Please render the entries as a numbered list, starting at their first line and stopping after the line that contains "positive clicks: (223, 154) (232, 148)", with blank lines left out. Omit the pictures from your answer.

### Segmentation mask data
━━━━━━

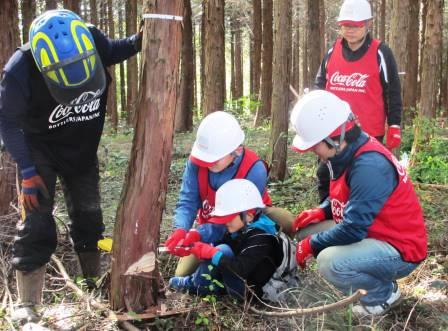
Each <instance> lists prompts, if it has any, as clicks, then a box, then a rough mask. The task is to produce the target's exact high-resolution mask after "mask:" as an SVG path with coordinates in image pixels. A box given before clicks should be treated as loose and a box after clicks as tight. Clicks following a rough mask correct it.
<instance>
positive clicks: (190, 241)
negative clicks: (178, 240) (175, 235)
mask: <svg viewBox="0 0 448 331" xmlns="http://www.w3.org/2000/svg"><path fill="white" fill-rule="evenodd" d="M197 241H201V235H200V234H199V232H198V230H190V231H188V233H187V235H186V236H185V239H184V242H183V244H182V246H187V247H188V246H192V245H193V244H194V243H195V242H197Z"/></svg>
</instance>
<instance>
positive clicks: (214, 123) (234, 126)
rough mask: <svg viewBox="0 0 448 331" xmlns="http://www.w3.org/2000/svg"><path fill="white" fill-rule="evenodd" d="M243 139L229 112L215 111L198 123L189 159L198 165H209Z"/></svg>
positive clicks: (223, 154) (232, 148)
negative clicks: (226, 112)
mask: <svg viewBox="0 0 448 331" xmlns="http://www.w3.org/2000/svg"><path fill="white" fill-rule="evenodd" d="M243 141H244V132H243V130H242V129H241V127H240V125H239V123H238V121H237V120H236V118H235V117H234V116H233V115H232V114H229V113H226V112H223V111H216V112H214V113H211V114H210V115H208V116H206V117H205V118H204V119H203V120H202V122H201V124H199V128H198V132H197V134H196V141H195V142H194V144H193V148H192V150H191V155H190V160H192V161H193V162H194V163H196V164H199V165H200V166H211V165H212V164H213V163H215V162H216V161H218V160H220V159H221V158H223V157H224V156H226V155H228V154H230V153H232V152H233V151H234V150H236V149H237V148H238V146H240V145H241V144H242V143H243Z"/></svg>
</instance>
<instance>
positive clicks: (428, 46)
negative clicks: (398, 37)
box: [411, 0, 443, 166]
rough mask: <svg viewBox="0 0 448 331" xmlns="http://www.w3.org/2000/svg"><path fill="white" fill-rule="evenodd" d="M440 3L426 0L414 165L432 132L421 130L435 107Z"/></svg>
mask: <svg viewBox="0 0 448 331" xmlns="http://www.w3.org/2000/svg"><path fill="white" fill-rule="evenodd" d="M442 4H443V0H431V1H428V8H427V13H426V28H425V39H424V45H423V57H422V69H421V70H422V75H421V77H422V78H421V92H420V93H421V94H420V95H421V97H420V108H419V112H418V117H419V121H418V123H417V126H416V129H415V134H414V142H413V144H412V151H411V165H412V166H414V165H415V159H416V155H417V153H418V152H419V151H420V149H421V148H422V146H424V144H426V143H427V142H428V141H429V138H430V135H431V134H432V132H429V131H428V130H423V128H422V123H423V121H424V119H434V118H435V116H436V108H437V93H438V79H439V75H438V73H439V70H440V60H441V56H440V49H441V48H442V13H443V11H442V7H443V6H442Z"/></svg>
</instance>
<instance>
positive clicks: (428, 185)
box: [414, 182, 448, 190]
mask: <svg viewBox="0 0 448 331" xmlns="http://www.w3.org/2000/svg"><path fill="white" fill-rule="evenodd" d="M414 185H416V186H418V187H422V188H426V187H429V188H436V189H439V190H448V185H443V184H430V183H418V182H417V183H415V184H414Z"/></svg>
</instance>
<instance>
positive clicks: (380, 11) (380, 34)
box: [378, 0, 416, 41]
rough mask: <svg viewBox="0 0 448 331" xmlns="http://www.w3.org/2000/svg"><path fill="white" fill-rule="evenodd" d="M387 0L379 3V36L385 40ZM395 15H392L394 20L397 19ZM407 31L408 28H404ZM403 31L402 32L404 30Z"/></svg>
mask: <svg viewBox="0 0 448 331" xmlns="http://www.w3.org/2000/svg"><path fill="white" fill-rule="evenodd" d="M386 1H387V0H380V4H379V7H380V8H379V13H380V16H379V20H378V21H379V22H378V30H379V31H378V38H379V39H380V40H383V41H385V40H386ZM393 1H396V0H393ZM413 1H416V0H410V2H413ZM395 19H396V18H395V17H392V20H395ZM403 31H406V30H403ZM403 31H402V32H403Z"/></svg>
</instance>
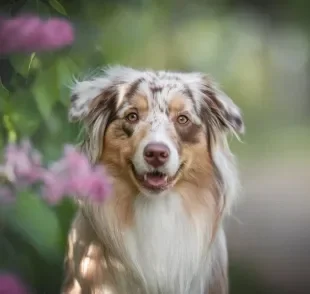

━━━━━━

### Solution below
1. Each <instance> lists prompts, if it has any, as clicks, then a box, then a rough mask. The task is to produce the target's exact high-resolution mask after "mask:" as an SVG path with coordinates in image pixels. A box given before clicks should be treated as loose and a box after clicks as tight. Clicks following a rough mask correct it.
2. <instance>
3. positive clicks: (190, 241)
4. negative clicks: (178, 240) (175, 235)
5. mask: <svg viewBox="0 0 448 331" xmlns="http://www.w3.org/2000/svg"><path fill="white" fill-rule="evenodd" d="M197 241H201V235H200V234H199V232H198V230H190V231H188V233H187V235H186V236H185V239H184V242H183V244H182V246H187V247H188V246H192V245H193V244H194V243H195V242H197Z"/></svg>
6. </instance>
7. <instance>
8. positive clicks: (214, 123) (234, 126)
9. rough mask: <svg viewBox="0 0 448 331" xmlns="http://www.w3.org/2000/svg"><path fill="white" fill-rule="evenodd" d="M243 139L229 112L215 111L198 123L189 159L198 165H209Z"/></svg>
10. positive clicks: (223, 154) (232, 148)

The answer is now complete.